Your objective = The records sit below. Return every line in them that holds the word "storm".

Given information =
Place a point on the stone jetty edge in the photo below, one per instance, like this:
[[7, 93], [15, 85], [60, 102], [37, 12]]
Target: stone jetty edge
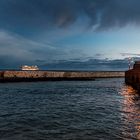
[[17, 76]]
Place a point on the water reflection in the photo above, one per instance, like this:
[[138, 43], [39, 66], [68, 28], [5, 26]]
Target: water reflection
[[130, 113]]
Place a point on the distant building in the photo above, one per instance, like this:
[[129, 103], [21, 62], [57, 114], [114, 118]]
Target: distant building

==

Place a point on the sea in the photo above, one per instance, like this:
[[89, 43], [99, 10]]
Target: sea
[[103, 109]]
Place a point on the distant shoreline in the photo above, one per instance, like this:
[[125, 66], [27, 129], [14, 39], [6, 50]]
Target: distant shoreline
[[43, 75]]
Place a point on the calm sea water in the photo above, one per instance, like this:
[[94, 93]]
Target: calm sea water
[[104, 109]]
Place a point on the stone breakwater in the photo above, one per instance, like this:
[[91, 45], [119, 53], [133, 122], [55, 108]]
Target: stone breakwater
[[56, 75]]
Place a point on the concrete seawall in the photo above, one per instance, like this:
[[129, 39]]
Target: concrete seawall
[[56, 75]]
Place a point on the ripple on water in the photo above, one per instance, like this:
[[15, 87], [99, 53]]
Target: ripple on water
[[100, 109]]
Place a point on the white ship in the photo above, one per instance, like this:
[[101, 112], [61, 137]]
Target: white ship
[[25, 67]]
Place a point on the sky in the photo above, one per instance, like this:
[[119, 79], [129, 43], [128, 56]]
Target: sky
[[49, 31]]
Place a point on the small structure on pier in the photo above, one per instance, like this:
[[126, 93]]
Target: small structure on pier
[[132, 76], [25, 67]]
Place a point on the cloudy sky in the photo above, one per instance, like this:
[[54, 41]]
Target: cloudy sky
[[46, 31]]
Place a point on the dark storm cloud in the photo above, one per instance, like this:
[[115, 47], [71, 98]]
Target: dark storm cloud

Expected output =
Place a point on the dark storm cloud in the photo above, one per instance, like this:
Target: dark storm cloud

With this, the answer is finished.